Tujuan Anda: Ambil setiap baris dari data yang memuat kata "truss". Salin baris-baris itu apa adanya.

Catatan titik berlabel
================================

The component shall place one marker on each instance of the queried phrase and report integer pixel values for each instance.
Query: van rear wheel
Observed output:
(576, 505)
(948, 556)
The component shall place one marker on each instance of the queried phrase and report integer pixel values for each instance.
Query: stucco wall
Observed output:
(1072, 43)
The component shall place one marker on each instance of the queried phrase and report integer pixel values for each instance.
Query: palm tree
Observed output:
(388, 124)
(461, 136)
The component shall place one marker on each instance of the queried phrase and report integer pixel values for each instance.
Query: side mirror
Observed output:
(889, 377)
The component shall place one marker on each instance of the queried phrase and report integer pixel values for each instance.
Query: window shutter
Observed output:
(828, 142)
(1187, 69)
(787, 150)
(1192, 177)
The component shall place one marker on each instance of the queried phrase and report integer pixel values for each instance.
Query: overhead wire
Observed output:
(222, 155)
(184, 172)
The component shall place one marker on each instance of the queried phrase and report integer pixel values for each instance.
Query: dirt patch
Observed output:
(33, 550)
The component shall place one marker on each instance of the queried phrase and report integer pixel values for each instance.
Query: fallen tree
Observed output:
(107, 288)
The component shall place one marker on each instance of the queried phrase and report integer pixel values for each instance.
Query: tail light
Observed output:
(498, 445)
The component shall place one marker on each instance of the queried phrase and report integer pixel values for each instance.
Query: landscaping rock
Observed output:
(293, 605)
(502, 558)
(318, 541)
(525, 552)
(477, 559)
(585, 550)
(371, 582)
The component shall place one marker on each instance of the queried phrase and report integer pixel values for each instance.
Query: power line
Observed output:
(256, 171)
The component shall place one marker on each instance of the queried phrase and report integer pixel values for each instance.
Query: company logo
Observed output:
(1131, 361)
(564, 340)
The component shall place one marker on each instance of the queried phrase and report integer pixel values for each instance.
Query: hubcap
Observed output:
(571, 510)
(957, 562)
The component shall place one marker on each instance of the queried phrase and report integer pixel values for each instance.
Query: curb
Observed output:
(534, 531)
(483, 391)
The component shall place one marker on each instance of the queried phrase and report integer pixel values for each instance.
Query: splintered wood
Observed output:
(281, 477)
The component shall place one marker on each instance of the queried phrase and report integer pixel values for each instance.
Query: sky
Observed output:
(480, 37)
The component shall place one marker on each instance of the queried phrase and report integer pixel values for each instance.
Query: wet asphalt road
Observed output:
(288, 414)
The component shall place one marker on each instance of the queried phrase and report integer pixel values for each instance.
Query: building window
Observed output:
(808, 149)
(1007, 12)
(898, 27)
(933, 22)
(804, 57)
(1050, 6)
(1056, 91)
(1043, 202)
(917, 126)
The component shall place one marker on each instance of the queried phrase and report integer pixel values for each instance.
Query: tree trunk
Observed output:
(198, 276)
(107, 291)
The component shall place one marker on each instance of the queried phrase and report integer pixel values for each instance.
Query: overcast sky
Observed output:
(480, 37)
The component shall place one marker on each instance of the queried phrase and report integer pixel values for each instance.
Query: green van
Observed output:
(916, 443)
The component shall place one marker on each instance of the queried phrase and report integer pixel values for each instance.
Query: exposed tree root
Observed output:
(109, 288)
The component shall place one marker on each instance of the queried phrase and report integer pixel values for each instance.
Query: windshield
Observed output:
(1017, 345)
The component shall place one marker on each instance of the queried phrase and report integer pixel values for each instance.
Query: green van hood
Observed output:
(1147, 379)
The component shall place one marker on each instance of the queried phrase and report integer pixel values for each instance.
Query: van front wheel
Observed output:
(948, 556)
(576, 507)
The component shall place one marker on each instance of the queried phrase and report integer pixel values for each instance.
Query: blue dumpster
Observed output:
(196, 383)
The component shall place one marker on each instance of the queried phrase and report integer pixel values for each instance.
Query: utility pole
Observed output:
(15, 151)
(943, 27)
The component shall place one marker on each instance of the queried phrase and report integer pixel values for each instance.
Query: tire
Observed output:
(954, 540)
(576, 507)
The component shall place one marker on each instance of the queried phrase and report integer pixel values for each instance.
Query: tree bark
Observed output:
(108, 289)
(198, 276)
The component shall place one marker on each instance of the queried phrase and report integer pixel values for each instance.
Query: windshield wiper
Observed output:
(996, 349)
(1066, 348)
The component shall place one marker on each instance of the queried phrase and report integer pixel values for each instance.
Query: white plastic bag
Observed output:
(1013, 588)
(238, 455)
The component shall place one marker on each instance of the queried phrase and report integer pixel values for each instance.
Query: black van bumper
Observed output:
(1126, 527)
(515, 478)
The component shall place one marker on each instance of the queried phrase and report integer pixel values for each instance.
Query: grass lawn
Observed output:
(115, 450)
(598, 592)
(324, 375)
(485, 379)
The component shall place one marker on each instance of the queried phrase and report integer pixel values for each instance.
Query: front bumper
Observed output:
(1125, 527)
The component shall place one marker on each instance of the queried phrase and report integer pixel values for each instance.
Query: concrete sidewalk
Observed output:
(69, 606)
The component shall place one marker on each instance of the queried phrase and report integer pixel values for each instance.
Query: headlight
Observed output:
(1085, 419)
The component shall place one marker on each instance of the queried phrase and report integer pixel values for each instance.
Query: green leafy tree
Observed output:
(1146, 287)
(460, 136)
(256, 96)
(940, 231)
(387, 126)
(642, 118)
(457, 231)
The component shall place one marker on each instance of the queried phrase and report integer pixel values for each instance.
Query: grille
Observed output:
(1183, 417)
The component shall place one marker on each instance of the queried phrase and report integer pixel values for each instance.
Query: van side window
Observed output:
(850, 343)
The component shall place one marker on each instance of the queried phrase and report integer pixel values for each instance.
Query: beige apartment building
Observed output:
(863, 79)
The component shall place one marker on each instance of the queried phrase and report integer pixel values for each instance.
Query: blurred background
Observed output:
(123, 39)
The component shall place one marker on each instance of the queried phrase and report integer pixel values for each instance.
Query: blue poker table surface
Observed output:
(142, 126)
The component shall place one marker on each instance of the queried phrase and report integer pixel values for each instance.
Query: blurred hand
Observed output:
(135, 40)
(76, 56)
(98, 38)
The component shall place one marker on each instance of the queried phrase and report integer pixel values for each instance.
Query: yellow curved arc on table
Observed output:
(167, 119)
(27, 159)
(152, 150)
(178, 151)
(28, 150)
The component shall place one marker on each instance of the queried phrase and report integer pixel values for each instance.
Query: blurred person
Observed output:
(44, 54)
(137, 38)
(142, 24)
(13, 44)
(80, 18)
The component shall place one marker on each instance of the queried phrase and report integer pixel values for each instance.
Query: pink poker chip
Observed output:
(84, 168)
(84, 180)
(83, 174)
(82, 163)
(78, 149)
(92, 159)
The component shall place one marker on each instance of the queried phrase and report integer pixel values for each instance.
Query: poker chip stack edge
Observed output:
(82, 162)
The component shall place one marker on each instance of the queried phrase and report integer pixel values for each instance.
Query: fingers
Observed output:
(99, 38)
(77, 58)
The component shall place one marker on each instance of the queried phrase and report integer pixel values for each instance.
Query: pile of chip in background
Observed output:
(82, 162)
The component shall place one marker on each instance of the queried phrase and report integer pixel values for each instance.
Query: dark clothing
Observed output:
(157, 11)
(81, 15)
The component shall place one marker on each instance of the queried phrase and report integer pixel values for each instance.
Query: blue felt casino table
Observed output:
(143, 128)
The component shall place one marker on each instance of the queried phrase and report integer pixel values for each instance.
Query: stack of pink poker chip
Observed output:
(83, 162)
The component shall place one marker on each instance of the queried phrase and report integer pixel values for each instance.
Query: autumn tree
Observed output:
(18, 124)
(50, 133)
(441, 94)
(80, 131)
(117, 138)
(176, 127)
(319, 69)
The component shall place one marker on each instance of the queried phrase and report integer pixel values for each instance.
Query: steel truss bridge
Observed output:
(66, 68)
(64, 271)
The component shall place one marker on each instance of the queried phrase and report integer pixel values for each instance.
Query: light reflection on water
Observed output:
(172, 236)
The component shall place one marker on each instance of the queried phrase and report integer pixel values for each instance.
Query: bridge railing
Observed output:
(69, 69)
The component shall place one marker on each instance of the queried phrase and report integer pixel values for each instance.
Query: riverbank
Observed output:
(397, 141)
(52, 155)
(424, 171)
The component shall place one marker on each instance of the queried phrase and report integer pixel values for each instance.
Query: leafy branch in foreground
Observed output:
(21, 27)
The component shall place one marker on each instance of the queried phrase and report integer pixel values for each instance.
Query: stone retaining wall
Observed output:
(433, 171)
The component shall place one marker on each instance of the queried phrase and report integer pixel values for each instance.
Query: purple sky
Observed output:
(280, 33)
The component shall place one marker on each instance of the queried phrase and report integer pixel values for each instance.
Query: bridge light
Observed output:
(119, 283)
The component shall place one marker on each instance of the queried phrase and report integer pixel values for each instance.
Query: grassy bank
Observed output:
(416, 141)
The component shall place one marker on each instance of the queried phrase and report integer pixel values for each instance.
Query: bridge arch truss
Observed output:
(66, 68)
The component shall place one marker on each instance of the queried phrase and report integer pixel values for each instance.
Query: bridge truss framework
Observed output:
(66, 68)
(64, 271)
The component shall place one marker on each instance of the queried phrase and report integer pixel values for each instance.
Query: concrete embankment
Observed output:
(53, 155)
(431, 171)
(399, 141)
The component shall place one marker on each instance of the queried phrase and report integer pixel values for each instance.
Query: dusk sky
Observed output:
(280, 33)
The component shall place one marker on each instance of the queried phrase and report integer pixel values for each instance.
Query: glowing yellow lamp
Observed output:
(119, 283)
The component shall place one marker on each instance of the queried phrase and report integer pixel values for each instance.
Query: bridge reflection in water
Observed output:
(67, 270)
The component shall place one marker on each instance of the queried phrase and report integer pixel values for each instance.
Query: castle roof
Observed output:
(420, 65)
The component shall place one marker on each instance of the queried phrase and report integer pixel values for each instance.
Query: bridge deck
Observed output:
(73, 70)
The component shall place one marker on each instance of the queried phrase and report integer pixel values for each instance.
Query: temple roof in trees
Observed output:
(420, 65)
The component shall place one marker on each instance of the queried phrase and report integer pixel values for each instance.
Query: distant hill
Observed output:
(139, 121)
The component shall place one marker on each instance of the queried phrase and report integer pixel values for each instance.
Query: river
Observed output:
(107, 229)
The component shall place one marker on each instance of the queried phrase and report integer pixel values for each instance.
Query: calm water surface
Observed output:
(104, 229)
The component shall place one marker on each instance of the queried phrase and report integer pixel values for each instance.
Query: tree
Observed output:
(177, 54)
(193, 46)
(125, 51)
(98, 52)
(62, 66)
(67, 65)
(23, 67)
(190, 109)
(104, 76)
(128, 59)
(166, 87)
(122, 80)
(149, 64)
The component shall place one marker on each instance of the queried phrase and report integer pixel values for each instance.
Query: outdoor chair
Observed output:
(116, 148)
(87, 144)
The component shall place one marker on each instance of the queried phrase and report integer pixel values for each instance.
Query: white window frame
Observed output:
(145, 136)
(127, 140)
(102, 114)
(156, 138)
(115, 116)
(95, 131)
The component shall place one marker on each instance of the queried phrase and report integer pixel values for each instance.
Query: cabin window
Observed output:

================================

Jawaban Lengkap:
Query: steel truss bridge
Query: bridge arch truss
Query: bridge truss framework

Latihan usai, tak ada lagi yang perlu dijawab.